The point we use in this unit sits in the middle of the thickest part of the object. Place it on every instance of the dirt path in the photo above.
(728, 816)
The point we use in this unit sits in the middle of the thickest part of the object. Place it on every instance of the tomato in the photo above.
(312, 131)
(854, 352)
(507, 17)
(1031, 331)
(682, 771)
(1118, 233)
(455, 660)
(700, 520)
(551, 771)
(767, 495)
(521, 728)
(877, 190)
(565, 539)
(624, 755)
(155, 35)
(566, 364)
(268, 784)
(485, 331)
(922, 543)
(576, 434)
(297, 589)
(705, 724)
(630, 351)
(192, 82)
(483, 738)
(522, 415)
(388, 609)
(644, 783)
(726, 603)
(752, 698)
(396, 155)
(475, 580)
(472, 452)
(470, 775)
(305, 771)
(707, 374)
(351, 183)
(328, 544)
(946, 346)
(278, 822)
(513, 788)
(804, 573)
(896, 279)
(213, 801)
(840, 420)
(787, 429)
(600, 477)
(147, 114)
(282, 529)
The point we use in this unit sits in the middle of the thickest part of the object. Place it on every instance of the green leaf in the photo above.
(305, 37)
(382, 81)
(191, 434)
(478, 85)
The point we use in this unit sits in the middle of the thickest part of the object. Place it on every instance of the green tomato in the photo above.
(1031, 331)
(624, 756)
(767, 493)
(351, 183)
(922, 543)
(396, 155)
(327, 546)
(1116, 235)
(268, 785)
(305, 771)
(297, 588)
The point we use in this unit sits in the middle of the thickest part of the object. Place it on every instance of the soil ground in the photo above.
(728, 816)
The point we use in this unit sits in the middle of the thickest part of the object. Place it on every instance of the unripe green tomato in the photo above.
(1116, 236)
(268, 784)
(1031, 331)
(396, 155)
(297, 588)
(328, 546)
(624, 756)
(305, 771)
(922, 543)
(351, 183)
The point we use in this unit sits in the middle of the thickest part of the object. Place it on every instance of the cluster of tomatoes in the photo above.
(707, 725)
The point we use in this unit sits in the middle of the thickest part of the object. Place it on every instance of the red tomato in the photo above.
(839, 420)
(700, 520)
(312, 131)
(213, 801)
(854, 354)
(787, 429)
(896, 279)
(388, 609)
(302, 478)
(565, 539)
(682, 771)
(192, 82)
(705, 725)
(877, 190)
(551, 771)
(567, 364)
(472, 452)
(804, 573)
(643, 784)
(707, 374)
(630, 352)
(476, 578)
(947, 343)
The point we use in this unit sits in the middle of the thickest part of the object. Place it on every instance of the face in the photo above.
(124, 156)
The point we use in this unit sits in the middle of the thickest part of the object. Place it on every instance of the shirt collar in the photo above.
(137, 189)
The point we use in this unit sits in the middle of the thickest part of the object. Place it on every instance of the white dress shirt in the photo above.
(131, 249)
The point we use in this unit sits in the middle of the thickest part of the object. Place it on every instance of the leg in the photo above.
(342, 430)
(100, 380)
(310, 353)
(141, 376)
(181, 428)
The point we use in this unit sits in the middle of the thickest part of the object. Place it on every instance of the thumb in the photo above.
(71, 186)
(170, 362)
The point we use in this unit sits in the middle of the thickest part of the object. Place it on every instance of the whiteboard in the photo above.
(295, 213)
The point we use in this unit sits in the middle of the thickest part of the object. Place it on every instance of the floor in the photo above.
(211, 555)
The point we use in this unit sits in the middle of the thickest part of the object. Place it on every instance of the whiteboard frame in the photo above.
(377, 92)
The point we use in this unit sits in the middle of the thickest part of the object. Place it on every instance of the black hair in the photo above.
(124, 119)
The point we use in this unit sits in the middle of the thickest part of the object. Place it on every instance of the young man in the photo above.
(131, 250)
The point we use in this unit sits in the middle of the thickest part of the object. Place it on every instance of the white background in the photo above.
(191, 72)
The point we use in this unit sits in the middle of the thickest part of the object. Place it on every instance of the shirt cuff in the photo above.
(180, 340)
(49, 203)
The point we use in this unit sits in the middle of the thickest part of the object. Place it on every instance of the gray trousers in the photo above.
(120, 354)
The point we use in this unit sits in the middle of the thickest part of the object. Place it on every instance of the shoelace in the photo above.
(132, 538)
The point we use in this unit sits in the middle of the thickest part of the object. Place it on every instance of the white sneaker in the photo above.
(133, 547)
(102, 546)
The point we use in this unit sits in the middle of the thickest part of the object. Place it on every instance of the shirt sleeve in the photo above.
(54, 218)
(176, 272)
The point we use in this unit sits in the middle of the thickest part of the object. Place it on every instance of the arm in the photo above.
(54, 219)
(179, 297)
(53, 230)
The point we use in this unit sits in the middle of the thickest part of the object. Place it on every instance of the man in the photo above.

**HOW TO COMPLETE THIS TASK**
Every line in the data above has to be retyped exactly.

**EXERCISE RESULT**
The point we use in this unit sits in the middle of the thickest part of the object. Place it on every instance of the dirt path in the photo above.
(728, 816)
The point we use in this unit sits in the middle of the thickest part of the object. Place it on every instance of the tomato in the photo above.
(312, 131)
(854, 352)
(507, 17)
(1031, 331)
(682, 771)
(1118, 233)
(455, 660)
(700, 520)
(551, 771)
(767, 495)
(521, 728)
(877, 190)
(565, 539)
(624, 755)
(155, 35)
(566, 364)
(268, 784)
(485, 331)
(922, 543)
(576, 434)
(297, 589)
(705, 724)
(630, 351)
(192, 82)
(483, 738)
(522, 415)
(388, 609)
(644, 783)
(726, 603)
(752, 698)
(396, 155)
(475, 580)
(472, 452)
(470, 775)
(305, 771)
(707, 374)
(351, 183)
(328, 544)
(946, 346)
(278, 822)
(513, 788)
(804, 573)
(896, 279)
(213, 801)
(840, 420)
(787, 429)
(600, 477)
(147, 114)
(282, 529)
The point we use in this unit sits in the middle of the thickest part of the object. Place it on every instance of the green leaf in the photo above.
(305, 37)
(382, 81)
(191, 434)
(478, 85)
The point we use in this unit sits in the middle of the thickest part of the object. Place it on every instance of the green tomato in the photo above.
(1031, 331)
(624, 756)
(767, 493)
(351, 183)
(922, 543)
(396, 155)
(327, 546)
(1116, 235)
(268, 785)
(305, 771)
(297, 588)
The point we use in this unit sits in the middle of the thickest part of the object. Place it on every instance of the soil ground in the photo above.
(728, 816)
The point we use in this unit sits in the middle of the thickest part of the object. Place it on every instance of the unripe green tomato in the photo above.
(1116, 236)
(268, 784)
(1031, 331)
(396, 155)
(297, 588)
(328, 546)
(624, 756)
(305, 771)
(922, 543)
(351, 183)
The point we use in this unit sits in the middle of the thickest part of the object. Place it on every instance of the cluster of tomatoes in the photo above.
(707, 725)
The point we use in this unit sits in the middle of the thickest part of the object. Place it on every instance of the red tomato in the photo above.
(839, 420)
(700, 520)
(312, 131)
(213, 801)
(854, 354)
(787, 429)
(896, 279)
(388, 609)
(302, 478)
(565, 539)
(682, 771)
(192, 82)
(705, 725)
(877, 190)
(551, 771)
(567, 364)
(472, 452)
(804, 573)
(643, 784)
(707, 374)
(630, 352)
(476, 578)
(947, 343)
The point we use in this unit sits in the middle of the thickest part of the object. Place it on every instance of the face in the photo above.
(124, 156)
The point we use in this unit sits in the middle of the thickest part of the object. Place it on every instance of the shirt collar in the photo above.
(137, 189)
The point we use in this unit sits in the middle of the thickest part of the object. Place it on every instance of the white dress shirt in the photo above.
(131, 249)
The point we use in this unit sits in the middle of the thickest part of the object. Place it on every instance of the leg in the photo above.
(342, 430)
(100, 380)
(310, 353)
(141, 376)
(181, 428)
The point we use in this unit sits in the middle of the thickest part of the object. Place it on every instance of the thumb in the photo above.
(71, 186)
(170, 362)
The point we use in this unit sits in the middle of the thickest part of the object. Place it on every instance of the whiteboard in the photo above.
(295, 213)
The point we use in this unit sits in the middle of the thickest part of the object. Place it on every instance of the floor in the photo above.
(211, 555)
The point we use in this unit sits in the middle of the thickest part of the object. Place it on every instance of the whiteboard frame in the photo above.
(377, 92)
The point we use in this unit sits in the middle of the thickest part of the object. Place it on every instance of the black hair in the photo above.
(124, 119)
The point we use in this unit sits in the middle of the thickest part of the object. Place it on every instance of the young man in the photo above.
(131, 250)
The point we use in this unit sits in the middle of the thickest part of the object. Place it on every instance of the white background in the photo above.
(191, 72)
The point we use in this unit sits in the middle of the thickest part of the object. Place it on every instance of the shirt cuff in the photo above.
(180, 340)
(49, 203)
The point we use in this unit sits in the middle of the thickest part of the object. Place it on every instance of the gray trousers in the photo above.
(120, 354)
The point we use in this unit sits in the middle of the thickest part of the object. Place it on every instance of the shoelace in the photo above.
(132, 538)
The point we use in this unit sits in the middle of the thickest part of the object. Place it on every instance of the white sneaker in the photo above.
(133, 547)
(102, 546)
The point we use in this unit sits in the middle of the thickest part of the object. Place it on every instance of the shirt sleeve in the photo above.
(54, 218)
(176, 272)
The point we use in this unit sits in the middle of the thickest part of the object. Place it on every instance of the arm in the photo above.
(54, 219)
(179, 297)
(53, 230)
The point we use in this unit sits in the middle of the thickest part of the object. Place it on every instance of the man in the photo above.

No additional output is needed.